Segment Start: Input
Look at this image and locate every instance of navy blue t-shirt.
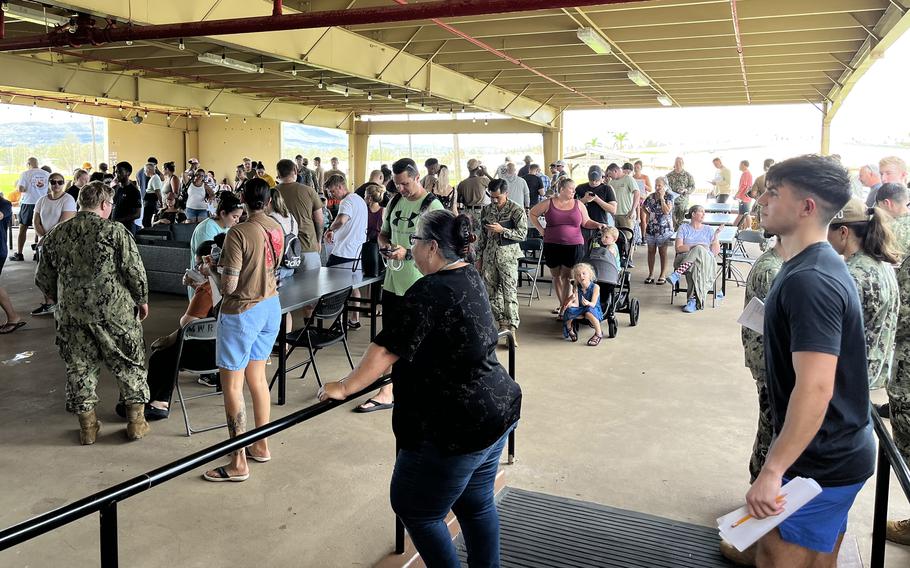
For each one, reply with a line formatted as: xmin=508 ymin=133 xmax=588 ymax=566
xmin=763 ymin=242 xmax=875 ymax=486
xmin=0 ymin=196 xmax=11 ymax=259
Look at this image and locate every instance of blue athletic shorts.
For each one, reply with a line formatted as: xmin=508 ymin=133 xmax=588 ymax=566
xmin=777 ymin=478 xmax=865 ymax=553
xmin=216 ymin=295 xmax=281 ymax=371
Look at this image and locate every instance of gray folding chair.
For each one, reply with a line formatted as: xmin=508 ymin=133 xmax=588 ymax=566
xmin=171 ymin=317 xmax=225 ymax=437
xmin=727 ymin=229 xmax=766 ymax=286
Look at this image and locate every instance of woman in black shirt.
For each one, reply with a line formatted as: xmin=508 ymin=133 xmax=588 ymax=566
xmin=319 ymin=210 xmax=521 ymax=567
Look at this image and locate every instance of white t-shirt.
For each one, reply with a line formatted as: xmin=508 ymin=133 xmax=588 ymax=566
xmin=331 ymin=193 xmax=368 ymax=260
xmin=186 ymin=183 xmax=208 ymax=210
xmin=34 ymin=192 xmax=77 ymax=232
xmin=18 ymin=168 xmax=50 ymax=205
xmin=147 ymin=174 xmax=164 ymax=200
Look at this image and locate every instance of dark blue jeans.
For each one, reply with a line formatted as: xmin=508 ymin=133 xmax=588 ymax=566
xmin=390 ymin=429 xmax=511 ymax=568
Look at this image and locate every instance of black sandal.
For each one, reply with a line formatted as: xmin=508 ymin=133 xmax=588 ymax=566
Segment End: Input
#### [Brief]
Filter the entries above down to the lines that hold the word "every", and copy those lines.

#### [Expected answer]
Look at this image and locate every instance of navy blue t-shirt.
Look at this image and locate every instance of blue athletic shorts.
Look at this image and locate every instance of gray folding chair.
Look at this image and locate every instance of woman in black shirt.
Look at this image and locate every instance of white t-shirt.
Look at this image and locate every instance of dark blue jeans.
Look at this image and locate every instance of black sandal.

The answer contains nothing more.